Work instruction. Every entry is to be returned verbatim.
═══ Records supplied
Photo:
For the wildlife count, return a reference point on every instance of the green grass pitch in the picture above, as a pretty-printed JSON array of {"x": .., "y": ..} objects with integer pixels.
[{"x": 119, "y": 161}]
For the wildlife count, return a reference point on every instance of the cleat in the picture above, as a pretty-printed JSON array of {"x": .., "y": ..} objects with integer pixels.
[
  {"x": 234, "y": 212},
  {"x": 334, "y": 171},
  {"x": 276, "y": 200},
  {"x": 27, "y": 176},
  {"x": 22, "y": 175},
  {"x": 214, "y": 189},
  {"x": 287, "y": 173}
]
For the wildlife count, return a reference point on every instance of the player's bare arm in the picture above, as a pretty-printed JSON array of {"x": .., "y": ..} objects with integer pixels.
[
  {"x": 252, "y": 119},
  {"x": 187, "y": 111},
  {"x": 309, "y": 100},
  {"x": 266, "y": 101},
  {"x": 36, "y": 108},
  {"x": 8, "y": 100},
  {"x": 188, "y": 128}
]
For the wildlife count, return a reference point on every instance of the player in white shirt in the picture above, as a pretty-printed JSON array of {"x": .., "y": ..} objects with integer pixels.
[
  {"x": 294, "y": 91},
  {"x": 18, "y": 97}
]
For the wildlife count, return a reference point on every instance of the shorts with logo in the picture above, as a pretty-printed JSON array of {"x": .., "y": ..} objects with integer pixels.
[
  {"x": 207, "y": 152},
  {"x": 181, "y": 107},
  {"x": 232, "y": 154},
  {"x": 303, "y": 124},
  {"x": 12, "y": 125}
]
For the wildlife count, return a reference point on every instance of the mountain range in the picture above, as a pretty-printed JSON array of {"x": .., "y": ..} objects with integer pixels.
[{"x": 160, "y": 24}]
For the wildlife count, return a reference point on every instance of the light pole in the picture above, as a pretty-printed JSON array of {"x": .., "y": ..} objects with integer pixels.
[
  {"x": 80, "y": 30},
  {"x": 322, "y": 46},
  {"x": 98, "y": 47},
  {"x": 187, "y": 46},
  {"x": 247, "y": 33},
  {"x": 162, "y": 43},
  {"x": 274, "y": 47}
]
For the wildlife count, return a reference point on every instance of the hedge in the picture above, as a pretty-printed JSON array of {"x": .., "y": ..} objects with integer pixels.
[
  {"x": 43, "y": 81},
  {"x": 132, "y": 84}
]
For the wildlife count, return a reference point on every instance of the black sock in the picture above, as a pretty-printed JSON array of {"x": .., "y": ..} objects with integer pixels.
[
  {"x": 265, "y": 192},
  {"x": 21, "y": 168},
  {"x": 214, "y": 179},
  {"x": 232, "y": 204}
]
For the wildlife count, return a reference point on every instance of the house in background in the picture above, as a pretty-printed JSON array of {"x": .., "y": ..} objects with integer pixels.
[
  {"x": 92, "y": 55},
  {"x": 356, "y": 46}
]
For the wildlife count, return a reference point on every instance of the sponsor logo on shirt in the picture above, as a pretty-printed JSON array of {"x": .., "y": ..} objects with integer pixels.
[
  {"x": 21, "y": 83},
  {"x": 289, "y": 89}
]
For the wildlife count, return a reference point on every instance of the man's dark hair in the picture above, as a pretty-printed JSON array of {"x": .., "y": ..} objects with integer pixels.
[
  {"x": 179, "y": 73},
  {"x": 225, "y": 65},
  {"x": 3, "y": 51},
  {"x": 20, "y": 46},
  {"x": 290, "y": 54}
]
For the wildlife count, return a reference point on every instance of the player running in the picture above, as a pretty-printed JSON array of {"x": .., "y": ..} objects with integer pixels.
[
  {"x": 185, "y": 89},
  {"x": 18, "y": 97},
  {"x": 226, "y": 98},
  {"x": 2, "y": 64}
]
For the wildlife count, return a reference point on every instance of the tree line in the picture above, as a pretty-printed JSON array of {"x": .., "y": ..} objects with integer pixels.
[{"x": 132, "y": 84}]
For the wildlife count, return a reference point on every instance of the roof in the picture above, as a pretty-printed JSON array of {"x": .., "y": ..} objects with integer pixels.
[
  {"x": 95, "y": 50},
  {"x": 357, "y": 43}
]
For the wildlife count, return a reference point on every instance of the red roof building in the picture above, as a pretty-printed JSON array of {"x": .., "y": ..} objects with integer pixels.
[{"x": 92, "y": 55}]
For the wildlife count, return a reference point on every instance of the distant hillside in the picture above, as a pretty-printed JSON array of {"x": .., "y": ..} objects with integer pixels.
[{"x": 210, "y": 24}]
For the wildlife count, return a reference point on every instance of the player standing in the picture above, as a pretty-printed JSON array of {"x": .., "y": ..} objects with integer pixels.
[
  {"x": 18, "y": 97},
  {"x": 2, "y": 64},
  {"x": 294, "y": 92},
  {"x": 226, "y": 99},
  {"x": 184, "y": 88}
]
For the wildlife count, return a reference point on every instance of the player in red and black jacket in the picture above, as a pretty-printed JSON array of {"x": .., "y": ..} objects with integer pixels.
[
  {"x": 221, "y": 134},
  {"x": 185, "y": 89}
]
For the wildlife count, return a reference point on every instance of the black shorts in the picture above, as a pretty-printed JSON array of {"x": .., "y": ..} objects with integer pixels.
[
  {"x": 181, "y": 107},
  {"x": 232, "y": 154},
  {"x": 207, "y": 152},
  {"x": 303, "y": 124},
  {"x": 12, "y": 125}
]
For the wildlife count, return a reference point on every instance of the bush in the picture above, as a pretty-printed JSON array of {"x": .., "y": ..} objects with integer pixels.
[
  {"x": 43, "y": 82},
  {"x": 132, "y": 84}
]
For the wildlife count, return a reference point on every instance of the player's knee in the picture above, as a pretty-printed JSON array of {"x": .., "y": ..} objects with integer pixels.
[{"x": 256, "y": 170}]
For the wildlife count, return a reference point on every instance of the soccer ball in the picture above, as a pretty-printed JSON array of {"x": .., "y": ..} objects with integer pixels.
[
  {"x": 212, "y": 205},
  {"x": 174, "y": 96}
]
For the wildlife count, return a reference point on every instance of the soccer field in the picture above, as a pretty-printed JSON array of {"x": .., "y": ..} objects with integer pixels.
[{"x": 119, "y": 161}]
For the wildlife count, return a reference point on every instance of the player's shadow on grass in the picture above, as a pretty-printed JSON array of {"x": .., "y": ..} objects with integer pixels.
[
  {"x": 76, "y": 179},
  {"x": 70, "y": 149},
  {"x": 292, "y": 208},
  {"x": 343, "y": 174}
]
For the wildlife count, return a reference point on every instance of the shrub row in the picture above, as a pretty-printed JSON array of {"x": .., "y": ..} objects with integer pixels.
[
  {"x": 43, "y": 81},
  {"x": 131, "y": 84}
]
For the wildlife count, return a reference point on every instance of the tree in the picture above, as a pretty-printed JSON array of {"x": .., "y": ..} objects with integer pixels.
══════
Result below.
Photo:
For the wildlife count, return a reference point on every instance of the green grass pitch in the picture above, as a pretty-printed JSON array of {"x": .., "y": ..} objects with integer pixels.
[{"x": 119, "y": 161}]
For the wildlife count, return a reference point on every instance of the cleat in the picture above, as a pretty-printed JSON array of {"x": .., "y": ..} objects with integer pixels.
[
  {"x": 234, "y": 212},
  {"x": 334, "y": 171},
  {"x": 276, "y": 200},
  {"x": 27, "y": 176},
  {"x": 22, "y": 175},
  {"x": 214, "y": 189},
  {"x": 287, "y": 173}
]
For the wildlife count, return a reference point on every instance of the player's bare arm in the picture above, as a pretty-printed JSON array of {"x": .., "y": ..} objects with integer pixels.
[
  {"x": 252, "y": 119},
  {"x": 187, "y": 111},
  {"x": 309, "y": 100},
  {"x": 266, "y": 101},
  {"x": 36, "y": 108},
  {"x": 8, "y": 100},
  {"x": 188, "y": 128}
]
For the wildlife count, return a reference point on every instance of the player in white shirt in the picture above, as a pretty-printed JSON array of {"x": .., "y": ..} objects with integer pixels.
[
  {"x": 294, "y": 91},
  {"x": 18, "y": 97}
]
For the wildlife count, return a reference point on every instance of the shorts with logo in the picture above, as a pretty-printed JSON array of {"x": .., "y": ..} objects with integer pixels.
[
  {"x": 207, "y": 152},
  {"x": 181, "y": 107},
  {"x": 232, "y": 154},
  {"x": 303, "y": 124},
  {"x": 12, "y": 125}
]
For the wildlife count, return a reference point on every instance of the mountain range in the picture above, as a pretty-printed JSON array of {"x": .., "y": ..} objects with integer pixels.
[{"x": 160, "y": 24}]
For the wildlife count, return a reference point on every instance of the light pole in the picture above, as a pretty-printed JSON array of {"x": .., "y": ..} objects with integer pixels.
[
  {"x": 80, "y": 30},
  {"x": 322, "y": 46},
  {"x": 98, "y": 47},
  {"x": 187, "y": 46},
  {"x": 247, "y": 33},
  {"x": 162, "y": 43},
  {"x": 274, "y": 47}
]
For the wildlife count, return a reference point on every instance of the hedge in the picture above, as a pretty-printed JSON array of {"x": .., "y": ..} objects with integer pixels.
[
  {"x": 43, "y": 81},
  {"x": 132, "y": 84}
]
For the wildlife count, return a reference point on every instance of the black sock in the picture above, as a pretty-printed JSON array of {"x": .., "y": ..} objects with integer pixels.
[
  {"x": 265, "y": 192},
  {"x": 21, "y": 168},
  {"x": 214, "y": 179},
  {"x": 232, "y": 204}
]
For the wildlife count, return a reference point on every instance of the house in background in the picture above, as a pretty-printed JSON array of {"x": .., "y": ..} objects with integer pixels.
[
  {"x": 92, "y": 55},
  {"x": 356, "y": 46}
]
For the wildlife count, return a reference point on every instance of the sponsor logo on shirt in the picture above, as a pretty-printed JSON array of {"x": .., "y": ..} objects with integer pixels.
[
  {"x": 21, "y": 83},
  {"x": 289, "y": 89}
]
For the wildlife count, return a reference point on every instance of the man's dark hair in the picture above, as a pretty-printed JSON array of {"x": .., "y": ..} objects with integer pixels.
[
  {"x": 179, "y": 73},
  {"x": 225, "y": 65},
  {"x": 3, "y": 51},
  {"x": 20, "y": 46},
  {"x": 290, "y": 54}
]
For the wildlife count, return a reference point on every instance of the player running in the picture above, as a pretty-printed JSON array of {"x": .., "y": ..} objects with integer pixels.
[
  {"x": 185, "y": 89},
  {"x": 18, "y": 97},
  {"x": 226, "y": 98},
  {"x": 2, "y": 64}
]
For the wildlife count, return a reference point on every instance of the tree line in the picture above, as a pretty-printed JSON array of {"x": .., "y": ..} objects with integer pixels.
[{"x": 132, "y": 84}]
For the wildlife count, return a reference point on every instance of the roof in the picture above, as a pretty-printed JSON array of {"x": .., "y": ..} objects with integer pixels.
[
  {"x": 95, "y": 50},
  {"x": 357, "y": 43}
]
For the wildlife count, return a reference point on every instance of the red roof building in the picture above, as a pretty-printed JSON array of {"x": .., "y": ..} objects with integer pixels.
[{"x": 92, "y": 55}]
For the wildlife count, return a reference point on every instance of the distant hillside in the picture above, as a pretty-printed JSON array of {"x": .., "y": ..} objects with integer pixels.
[{"x": 210, "y": 24}]
For the wildlife count, return a reference point on every instance of the player standing in the picture above, as a pretty-printed JSON array of {"x": .., "y": ..} objects with integer pixels.
[
  {"x": 18, "y": 97},
  {"x": 2, "y": 64},
  {"x": 294, "y": 92},
  {"x": 226, "y": 99},
  {"x": 184, "y": 88}
]
For the wildlife count, return a reference point on every instance of the player in red and black jacket in the picture above, as a pretty-printed JSON array of {"x": .., "y": ..} objects with integer pixels.
[
  {"x": 221, "y": 134},
  {"x": 185, "y": 89}
]
For the wildlife count, return a reference point on every instance of the black shorts in the picture above, as a pretty-printed JSON array of {"x": .., "y": ..} objects with integer pixels.
[
  {"x": 181, "y": 107},
  {"x": 232, "y": 154},
  {"x": 207, "y": 152},
  {"x": 303, "y": 124},
  {"x": 12, "y": 125}
]
For the wildlife count, return a reference point on every instance of the bush in the picture above, as a pretty-printed JSON array of {"x": .., "y": ..} objects with integer pixels.
[
  {"x": 43, "y": 82},
  {"x": 132, "y": 84}
]
For the wildlife count, return a reference point on every instance of the player's knee in the picture above, as a pretty-printed JSON array of {"x": .., "y": ..} objects with integer pixels.
[{"x": 256, "y": 170}]
For the wildlife count, return a reference point on every instance of the soccer ball in the picture above, as a pretty-printed JSON array of {"x": .., "y": ..} objects with integer pixels.
[
  {"x": 212, "y": 205},
  {"x": 174, "y": 96}
]
For the wildlife count, return a reference point on every instance of the soccer field in the picture above, as a pretty-printed JSON array of {"x": .., "y": ..} objects with integer pixels.
[{"x": 119, "y": 161}]
For the wildlife count, return a reference point on every instance of the player's shadow on grass in the picture above, as a pretty-printed JSON array of {"x": .., "y": ..} objects with integer pixels.
[
  {"x": 76, "y": 179},
  {"x": 70, "y": 149},
  {"x": 292, "y": 208},
  {"x": 343, "y": 174}
]
For the wildlife count, return a reference point on every instance of the shrub row in the picture above, as a pretty-printed JSON array of {"x": .., "y": ..} objects with integer pixels.
[
  {"x": 43, "y": 81},
  {"x": 131, "y": 84}
]
For the wildlife count, return a reference point on every instance of the tree in the picture above, as a pretty-printed JSON array of {"x": .., "y": ..} objects with integer pixels.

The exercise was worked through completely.